Transcribe the listing below word for word.

== Listing ==
▼▼▼
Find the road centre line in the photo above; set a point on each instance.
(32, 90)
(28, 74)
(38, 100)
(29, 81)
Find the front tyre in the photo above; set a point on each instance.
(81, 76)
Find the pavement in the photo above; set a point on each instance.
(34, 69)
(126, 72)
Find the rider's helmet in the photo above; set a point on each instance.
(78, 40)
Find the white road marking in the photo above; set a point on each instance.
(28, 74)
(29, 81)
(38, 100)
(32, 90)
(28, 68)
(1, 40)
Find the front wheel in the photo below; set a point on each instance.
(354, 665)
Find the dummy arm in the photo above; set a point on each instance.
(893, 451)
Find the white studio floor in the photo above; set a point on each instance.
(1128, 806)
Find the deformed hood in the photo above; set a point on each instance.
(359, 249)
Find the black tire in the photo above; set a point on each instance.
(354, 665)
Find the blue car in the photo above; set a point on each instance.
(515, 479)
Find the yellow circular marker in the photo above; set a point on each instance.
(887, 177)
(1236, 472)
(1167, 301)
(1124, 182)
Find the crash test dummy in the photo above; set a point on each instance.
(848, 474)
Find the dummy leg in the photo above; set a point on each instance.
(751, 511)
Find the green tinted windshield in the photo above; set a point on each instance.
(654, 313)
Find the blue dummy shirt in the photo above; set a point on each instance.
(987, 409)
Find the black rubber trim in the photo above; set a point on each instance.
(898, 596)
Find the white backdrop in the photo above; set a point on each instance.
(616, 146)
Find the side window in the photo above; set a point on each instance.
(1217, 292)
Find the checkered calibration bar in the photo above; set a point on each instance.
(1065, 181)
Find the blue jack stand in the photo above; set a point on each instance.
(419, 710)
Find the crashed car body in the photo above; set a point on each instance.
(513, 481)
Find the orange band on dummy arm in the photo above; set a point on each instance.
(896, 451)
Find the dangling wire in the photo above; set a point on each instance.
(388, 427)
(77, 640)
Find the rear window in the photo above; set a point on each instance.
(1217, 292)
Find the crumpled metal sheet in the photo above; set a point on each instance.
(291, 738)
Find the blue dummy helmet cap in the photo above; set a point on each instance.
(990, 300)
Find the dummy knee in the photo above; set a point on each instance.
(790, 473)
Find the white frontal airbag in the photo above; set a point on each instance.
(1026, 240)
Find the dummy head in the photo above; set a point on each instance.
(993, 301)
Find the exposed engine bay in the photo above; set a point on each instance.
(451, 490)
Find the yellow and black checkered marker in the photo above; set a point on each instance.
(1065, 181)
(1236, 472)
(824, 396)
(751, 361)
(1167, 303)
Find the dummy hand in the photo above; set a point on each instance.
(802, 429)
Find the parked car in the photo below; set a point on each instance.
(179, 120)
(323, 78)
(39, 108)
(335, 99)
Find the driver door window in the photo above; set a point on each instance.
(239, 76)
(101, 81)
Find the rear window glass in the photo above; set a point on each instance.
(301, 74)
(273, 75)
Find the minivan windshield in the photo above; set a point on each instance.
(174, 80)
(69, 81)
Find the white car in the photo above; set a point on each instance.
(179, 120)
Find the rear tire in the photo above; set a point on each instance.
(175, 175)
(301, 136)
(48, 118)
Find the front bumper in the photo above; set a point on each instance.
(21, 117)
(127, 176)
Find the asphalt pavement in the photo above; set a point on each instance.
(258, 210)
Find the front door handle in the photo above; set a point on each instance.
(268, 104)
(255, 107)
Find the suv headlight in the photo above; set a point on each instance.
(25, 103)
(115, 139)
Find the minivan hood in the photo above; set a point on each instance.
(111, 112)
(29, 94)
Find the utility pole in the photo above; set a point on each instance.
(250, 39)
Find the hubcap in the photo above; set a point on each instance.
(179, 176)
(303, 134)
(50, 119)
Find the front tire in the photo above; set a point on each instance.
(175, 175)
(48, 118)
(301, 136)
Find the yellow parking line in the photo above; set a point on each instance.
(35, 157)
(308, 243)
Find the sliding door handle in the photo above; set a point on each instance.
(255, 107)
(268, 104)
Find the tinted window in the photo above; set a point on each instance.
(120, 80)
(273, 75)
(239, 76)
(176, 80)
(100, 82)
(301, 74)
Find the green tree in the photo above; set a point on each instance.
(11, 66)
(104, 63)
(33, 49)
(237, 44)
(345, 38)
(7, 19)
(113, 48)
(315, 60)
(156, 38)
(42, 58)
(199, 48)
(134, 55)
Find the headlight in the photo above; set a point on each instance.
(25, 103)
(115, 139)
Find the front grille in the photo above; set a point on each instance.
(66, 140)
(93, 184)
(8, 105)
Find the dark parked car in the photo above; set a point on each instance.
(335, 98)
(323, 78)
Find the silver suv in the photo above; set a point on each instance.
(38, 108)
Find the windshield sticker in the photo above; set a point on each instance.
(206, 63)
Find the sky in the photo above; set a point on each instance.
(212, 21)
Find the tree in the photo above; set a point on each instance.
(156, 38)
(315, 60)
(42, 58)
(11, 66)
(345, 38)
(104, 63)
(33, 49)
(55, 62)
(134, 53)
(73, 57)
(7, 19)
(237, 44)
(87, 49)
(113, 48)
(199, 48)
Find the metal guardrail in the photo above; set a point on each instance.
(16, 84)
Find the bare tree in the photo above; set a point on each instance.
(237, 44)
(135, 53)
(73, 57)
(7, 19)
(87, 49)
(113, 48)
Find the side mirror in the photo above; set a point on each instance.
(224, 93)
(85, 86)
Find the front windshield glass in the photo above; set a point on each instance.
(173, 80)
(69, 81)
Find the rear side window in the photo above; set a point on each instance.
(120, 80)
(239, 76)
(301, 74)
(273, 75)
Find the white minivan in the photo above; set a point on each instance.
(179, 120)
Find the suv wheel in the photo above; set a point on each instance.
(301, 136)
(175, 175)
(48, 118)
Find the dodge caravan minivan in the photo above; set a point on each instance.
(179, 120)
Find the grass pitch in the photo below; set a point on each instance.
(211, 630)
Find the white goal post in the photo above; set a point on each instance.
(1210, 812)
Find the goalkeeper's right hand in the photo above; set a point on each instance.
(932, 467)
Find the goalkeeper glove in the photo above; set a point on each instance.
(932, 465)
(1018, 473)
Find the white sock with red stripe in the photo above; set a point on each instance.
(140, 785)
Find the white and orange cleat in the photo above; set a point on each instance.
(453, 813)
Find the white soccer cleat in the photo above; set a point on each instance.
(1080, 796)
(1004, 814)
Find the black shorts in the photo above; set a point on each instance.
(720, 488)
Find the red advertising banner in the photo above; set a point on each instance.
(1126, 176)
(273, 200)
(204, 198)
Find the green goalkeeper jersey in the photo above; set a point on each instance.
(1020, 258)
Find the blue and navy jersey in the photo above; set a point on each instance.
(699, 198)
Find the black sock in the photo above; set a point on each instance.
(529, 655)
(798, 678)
▲▲▲
== The result ==
Find the road centre line in the photo above; set a point on each instance.
(32, 90)
(28, 74)
(38, 100)
(29, 81)
Find the front tyre in the photo above; set a point on each instance.
(81, 76)
Find the pavement in the photo above; set a point on each instance.
(34, 69)
(126, 72)
Find the rider's helmet in the photo above; set a point on each instance.
(78, 40)
Find the white road marking in the photo above; set a point on each instance.
(28, 74)
(29, 81)
(38, 100)
(32, 90)
(28, 68)
(1, 40)
Find the front wheel in the photo below; set a point on each instance.
(354, 665)
Find the dummy arm in the photo above; set a point on each instance.
(893, 451)
Find the white studio floor in the photo above; set a point on each instance.
(1128, 806)
Find the deformed hood in the photo above; set a point on each instance.
(359, 249)
Find the black tire in the photo above; set a point on each instance.
(354, 665)
Find the blue car in the photo above; set a point on each instance.
(515, 479)
Find the yellow circular marker in the photo above; set a point on each instance.
(887, 177)
(1236, 472)
(1167, 301)
(1124, 182)
Find the crash test dummy in the photo above; set a point on each instance.
(848, 474)
Find the dummy leg in the photo above; set a point on each instance.
(751, 511)
Find the green tinted windshield in the photo above; set a point on each instance.
(654, 313)
Find the blue dummy shirt in the photo above; set a point on each instance.
(987, 409)
Find the black rubber trim in the photo above; set a point on each instance.
(898, 596)
Find the white backdrop in the photo above; set a point on each instance.
(616, 146)
Find the side window in the photo above; set a point on each instance.
(1217, 292)
Find the checkered calibration bar in the photo above; set a point on each instance.
(1065, 181)
Find the blue jack stand in the photo above; set a point on each instance.
(419, 710)
Find the crashed car body in the photo above; set a point on each instance.
(513, 481)
Find the orange band on dummy arm in the photo above; set a point on each instance.
(896, 451)
Find the dangling wire in the photo above; set a point on each instance.
(388, 427)
(77, 640)
Find the rear window in the photo above; set a point on each instance.
(1217, 292)
Find the crumpled metal sheet in the photo above; set a point on each instance.
(291, 738)
Find the blue dummy helmet cap in the photo above; set a point on each instance.
(990, 300)
Find the dummy knee in the photo above; set a point on each instance.
(790, 473)
Find the white frontal airbag in the photo above; set a point on each instance.
(1026, 240)
Find the dummy head in the photo above; set a point on each instance.
(993, 301)
Find the exposed engine bay in the photo above; set a point on each instance.
(451, 490)
Find the yellow and black checkered marker in the photo above; set a point on each instance.
(1065, 181)
(1236, 472)
(824, 396)
(751, 361)
(1167, 303)
Find the dummy hand in the photo above; set a point on each instance.
(802, 429)
Find the parked car in the photo below; set a point on each instance.
(179, 120)
(323, 78)
(39, 108)
(335, 99)
Find the driver door window in the photo above; set a point on each instance.
(239, 76)
(101, 81)
Find the rear window glass in the photo above; set a point on each instance.
(301, 74)
(273, 75)
Find the minivan windshield in the photo above; set a point on each instance.
(174, 80)
(69, 81)
Find the white car in the photo above; set a point on each instance.
(179, 120)
Find the rear tire in the photo above; set a point on each instance.
(175, 175)
(301, 136)
(48, 118)
Find the front bumper in the photo above; set a point on each instance.
(21, 117)
(127, 176)
Find the asphalt pavement in the photo above; set a point on each instance.
(258, 210)
Find the front door handle in the photo above; set a point on each instance.
(268, 104)
(255, 107)
Find the suv headlight in the photo above; set a point on each instance.
(25, 103)
(115, 139)
Find the minivan hood in the photo above; set a point on each instance.
(111, 112)
(29, 94)
Find the utility pole in the photo above; set a point on each instance.
(250, 39)
Find the hubcap in the photo above; set a point on each instance.
(179, 176)
(303, 134)
(50, 119)
Find the front tire in the photo above; set a point on each instance.
(175, 175)
(48, 118)
(301, 136)
Find the yellow parking line in the photo above; set a point on each instance.
(35, 157)
(308, 243)
Find the sliding door handle in the photo above; set a point on each instance.
(255, 107)
(268, 104)
Find the tinted window in the photo above; set a point on each instance.
(120, 80)
(273, 75)
(239, 76)
(176, 80)
(100, 82)
(301, 74)
Find the green tree in the photo above; set a point on each instance.
(11, 66)
(104, 63)
(33, 49)
(237, 44)
(345, 38)
(7, 19)
(113, 48)
(315, 60)
(156, 38)
(42, 58)
(199, 48)
(134, 55)
Find the headlight in the photo above; set a point on each instance.
(25, 103)
(115, 139)
Find the front grille in the photo above; set a point on each instance.
(66, 140)
(93, 184)
(8, 105)
Find the dark parked car in the photo above; set a point on each instance.
(335, 98)
(323, 78)
Find the silver suv in the photo above; set a point on each instance.
(38, 108)
Find the windshield sticker in the photo above; set a point on each instance.
(206, 63)
Find the sky in the photo above; set a point on each instance.
(212, 21)
Find the tree in the photo above; set a point on each instance.
(156, 38)
(315, 60)
(42, 58)
(11, 66)
(345, 38)
(104, 63)
(33, 49)
(55, 62)
(134, 53)
(73, 57)
(7, 19)
(237, 44)
(87, 49)
(113, 48)
(199, 48)
Find the metal guardrail in the photo above; set a point on each instance.
(16, 84)
Find the bare tree in the photo above; set a point on each instance.
(237, 44)
(135, 53)
(73, 57)
(7, 19)
(87, 49)
(113, 48)
Find the side mirror in the photo above; set a point on each instance.
(224, 93)
(85, 86)
Find the front windshield glass in the photo above; set a point on each instance.
(173, 80)
(69, 81)
Find the rear side window in the photo above; set a point on each instance.
(120, 80)
(239, 76)
(301, 74)
(273, 75)
Find the white minivan in the photo above; set a point on each instance.
(179, 120)
Find the suv wheel in the photo above; set a point on each instance.
(301, 136)
(175, 175)
(48, 118)
Find the dodge caravan minivan in the photo above; set a point on each instance.
(179, 120)
Find the grass pitch in the photo below; set a point on each instance.
(211, 630)
Find the white goal post in the photo above; set a point on each instance.
(1210, 812)
Find the goalkeeper's right hand in the photo above; set a point on each instance.
(932, 467)
Find the goalkeeper glove in the photo above; set a point on each instance.
(932, 465)
(1018, 473)
Find the white sock with red stripe in the photo above; set a point on each instance.
(140, 785)
Find the white and orange cleat in the photo above; set a point on each instance.
(453, 813)
Find the white soccer cleat in the photo above; set a point on each instance.
(1080, 796)
(1004, 814)
Find the black shorts in the photo above; set a point on each instance.
(720, 488)
Find the red advertising banner in the photo above; set a point on each instance.
(1126, 176)
(273, 200)
(204, 198)
Find the green goalkeeper jersey in the photo above; set a point on each instance.
(1020, 258)
Find the blue and navy jersey in the photo above; set a point on each instance.
(699, 198)
Find the black sock in the photo above; set a point on each instance.
(529, 655)
(798, 678)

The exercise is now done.